*DATA PROVIDED:*

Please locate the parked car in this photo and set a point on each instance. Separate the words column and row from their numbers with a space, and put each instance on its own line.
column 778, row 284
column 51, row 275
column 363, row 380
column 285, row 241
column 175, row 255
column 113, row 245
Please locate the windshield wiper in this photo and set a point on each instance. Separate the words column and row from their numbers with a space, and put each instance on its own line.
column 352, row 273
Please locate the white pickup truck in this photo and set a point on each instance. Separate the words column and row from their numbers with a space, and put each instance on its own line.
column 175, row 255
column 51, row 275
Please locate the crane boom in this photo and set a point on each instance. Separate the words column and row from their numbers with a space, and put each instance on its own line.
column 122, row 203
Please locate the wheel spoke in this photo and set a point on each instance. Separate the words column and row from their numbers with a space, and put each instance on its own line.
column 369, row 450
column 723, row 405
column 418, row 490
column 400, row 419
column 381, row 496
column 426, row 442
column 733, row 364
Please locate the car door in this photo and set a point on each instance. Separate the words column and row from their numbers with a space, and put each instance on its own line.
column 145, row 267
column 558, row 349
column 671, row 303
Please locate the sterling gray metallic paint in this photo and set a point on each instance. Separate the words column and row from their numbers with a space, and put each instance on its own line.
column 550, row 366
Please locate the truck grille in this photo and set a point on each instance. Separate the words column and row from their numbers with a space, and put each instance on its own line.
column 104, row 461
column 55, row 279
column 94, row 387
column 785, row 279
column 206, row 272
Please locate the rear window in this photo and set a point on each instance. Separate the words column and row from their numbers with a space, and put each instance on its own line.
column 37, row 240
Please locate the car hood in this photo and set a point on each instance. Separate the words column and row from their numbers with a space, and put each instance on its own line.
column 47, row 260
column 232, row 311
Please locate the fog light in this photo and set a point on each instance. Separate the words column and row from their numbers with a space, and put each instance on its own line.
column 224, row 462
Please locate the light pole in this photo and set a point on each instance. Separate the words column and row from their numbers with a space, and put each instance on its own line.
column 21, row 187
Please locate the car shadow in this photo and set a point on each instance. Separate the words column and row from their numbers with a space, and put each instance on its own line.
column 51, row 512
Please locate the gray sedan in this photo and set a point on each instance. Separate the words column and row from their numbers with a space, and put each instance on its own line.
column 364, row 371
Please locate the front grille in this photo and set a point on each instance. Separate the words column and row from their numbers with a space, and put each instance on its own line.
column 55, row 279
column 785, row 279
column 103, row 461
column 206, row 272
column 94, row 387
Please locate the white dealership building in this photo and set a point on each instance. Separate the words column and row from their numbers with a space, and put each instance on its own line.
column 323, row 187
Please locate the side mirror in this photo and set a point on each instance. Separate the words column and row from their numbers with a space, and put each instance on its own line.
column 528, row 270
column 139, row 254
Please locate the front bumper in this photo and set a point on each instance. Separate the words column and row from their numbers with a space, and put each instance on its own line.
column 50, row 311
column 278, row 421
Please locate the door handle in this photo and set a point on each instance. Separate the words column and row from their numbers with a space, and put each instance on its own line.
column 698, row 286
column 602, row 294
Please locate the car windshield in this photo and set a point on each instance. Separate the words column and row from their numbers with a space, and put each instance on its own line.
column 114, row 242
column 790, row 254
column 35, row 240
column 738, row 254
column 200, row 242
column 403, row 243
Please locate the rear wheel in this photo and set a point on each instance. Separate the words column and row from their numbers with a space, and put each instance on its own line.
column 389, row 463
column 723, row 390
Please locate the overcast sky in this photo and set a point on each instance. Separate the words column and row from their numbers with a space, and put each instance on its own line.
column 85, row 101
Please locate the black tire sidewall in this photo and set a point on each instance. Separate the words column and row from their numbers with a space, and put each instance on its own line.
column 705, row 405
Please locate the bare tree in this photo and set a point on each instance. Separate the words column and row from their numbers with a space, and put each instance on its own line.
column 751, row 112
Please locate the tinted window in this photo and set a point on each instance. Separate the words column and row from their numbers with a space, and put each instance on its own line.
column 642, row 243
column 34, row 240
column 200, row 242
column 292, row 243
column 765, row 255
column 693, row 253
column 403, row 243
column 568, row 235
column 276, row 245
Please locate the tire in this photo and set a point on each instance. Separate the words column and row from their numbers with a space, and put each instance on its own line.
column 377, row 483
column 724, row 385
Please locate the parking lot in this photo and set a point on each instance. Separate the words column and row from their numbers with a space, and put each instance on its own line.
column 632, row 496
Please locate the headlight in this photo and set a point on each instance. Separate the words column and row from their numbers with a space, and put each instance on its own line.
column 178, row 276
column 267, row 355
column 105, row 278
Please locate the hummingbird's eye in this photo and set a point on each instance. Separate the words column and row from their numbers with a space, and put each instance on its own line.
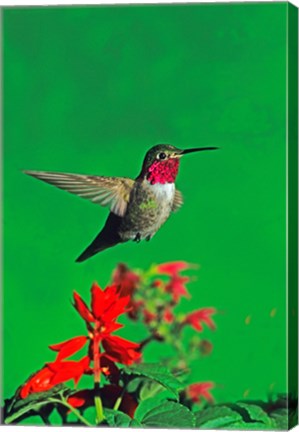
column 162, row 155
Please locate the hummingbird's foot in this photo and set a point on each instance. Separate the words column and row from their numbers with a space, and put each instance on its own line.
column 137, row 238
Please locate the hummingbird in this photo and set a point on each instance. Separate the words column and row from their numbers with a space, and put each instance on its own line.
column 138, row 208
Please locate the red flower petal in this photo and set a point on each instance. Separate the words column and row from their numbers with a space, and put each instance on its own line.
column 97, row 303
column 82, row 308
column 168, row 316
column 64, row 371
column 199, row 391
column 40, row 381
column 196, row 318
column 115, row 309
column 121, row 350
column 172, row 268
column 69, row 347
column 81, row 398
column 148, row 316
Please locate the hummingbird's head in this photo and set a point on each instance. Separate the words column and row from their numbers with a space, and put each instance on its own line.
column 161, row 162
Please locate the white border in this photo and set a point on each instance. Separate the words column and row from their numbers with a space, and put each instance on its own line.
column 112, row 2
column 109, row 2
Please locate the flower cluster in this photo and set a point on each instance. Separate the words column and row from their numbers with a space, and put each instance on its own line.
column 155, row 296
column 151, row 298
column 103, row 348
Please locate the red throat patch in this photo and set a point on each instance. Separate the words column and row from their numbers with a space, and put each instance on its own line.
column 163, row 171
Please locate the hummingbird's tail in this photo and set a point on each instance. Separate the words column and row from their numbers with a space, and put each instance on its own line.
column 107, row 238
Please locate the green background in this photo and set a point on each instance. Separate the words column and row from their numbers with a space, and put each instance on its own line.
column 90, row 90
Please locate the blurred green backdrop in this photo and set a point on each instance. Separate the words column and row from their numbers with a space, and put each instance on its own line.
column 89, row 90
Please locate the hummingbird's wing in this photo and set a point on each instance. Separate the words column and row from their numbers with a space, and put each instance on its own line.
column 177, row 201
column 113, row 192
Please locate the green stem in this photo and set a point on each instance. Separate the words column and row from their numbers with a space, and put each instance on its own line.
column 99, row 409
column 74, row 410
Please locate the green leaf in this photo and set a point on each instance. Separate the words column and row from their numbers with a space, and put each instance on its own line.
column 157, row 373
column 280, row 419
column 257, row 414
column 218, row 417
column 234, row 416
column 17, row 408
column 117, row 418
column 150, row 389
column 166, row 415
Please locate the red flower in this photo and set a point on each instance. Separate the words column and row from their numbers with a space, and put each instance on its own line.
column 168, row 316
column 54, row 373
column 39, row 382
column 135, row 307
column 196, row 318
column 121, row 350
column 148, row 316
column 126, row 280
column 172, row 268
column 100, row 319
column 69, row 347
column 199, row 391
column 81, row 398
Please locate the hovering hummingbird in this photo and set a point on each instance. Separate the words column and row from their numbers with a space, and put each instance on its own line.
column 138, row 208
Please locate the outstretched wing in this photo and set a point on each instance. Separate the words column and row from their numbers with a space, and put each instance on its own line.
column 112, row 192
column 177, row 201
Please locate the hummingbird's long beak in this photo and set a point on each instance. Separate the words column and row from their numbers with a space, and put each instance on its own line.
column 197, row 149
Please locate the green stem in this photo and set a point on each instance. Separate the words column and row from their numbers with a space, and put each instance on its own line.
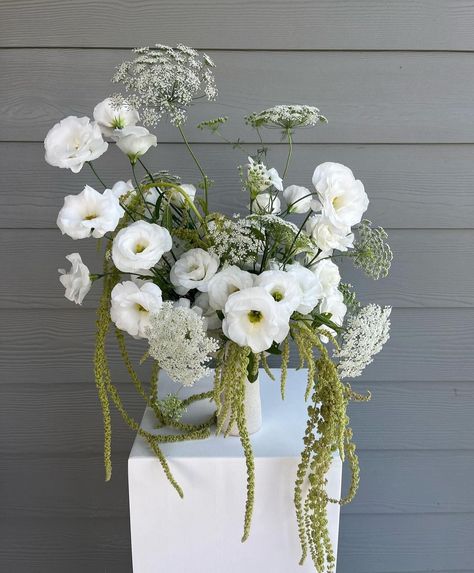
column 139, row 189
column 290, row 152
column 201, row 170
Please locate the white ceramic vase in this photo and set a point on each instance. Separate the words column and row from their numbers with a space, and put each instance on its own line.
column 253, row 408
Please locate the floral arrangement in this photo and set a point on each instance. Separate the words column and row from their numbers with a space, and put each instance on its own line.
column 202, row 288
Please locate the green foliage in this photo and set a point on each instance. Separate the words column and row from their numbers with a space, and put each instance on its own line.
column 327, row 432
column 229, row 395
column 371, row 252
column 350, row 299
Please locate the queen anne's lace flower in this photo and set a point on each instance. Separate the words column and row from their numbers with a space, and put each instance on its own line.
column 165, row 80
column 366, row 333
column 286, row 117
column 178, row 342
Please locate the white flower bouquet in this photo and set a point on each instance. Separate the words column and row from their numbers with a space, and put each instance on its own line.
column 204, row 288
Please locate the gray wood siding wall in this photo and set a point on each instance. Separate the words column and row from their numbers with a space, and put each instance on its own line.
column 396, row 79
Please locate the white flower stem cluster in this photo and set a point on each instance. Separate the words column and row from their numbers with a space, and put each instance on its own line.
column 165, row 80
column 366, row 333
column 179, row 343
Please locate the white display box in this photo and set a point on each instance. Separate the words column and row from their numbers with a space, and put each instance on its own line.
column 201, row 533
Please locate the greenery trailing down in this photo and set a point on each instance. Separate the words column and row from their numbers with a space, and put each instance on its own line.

*TASK TO COMPLETE:*
Locate "Please locate the white flower stem" in the material, then quote the line that contains it and all lines after it through the final one.

*RESULT OF THE EXERCISE:*
Please locate the white flower stem cluster in this photo and set a point on each instance. Separate the words column and row from their numbers with a space, and put each instance on its own line.
column 165, row 80
column 366, row 333
column 179, row 343
Please locate the white display box in this photo and set a point on each instance. Separate the words column and row from their numbers with a space, and put each instance on its own line.
column 201, row 533
Please locate the greenery trailing down in this photo and set a point on each instance. Separate the words column and row from their numbers with a space, and put each instance on its own line.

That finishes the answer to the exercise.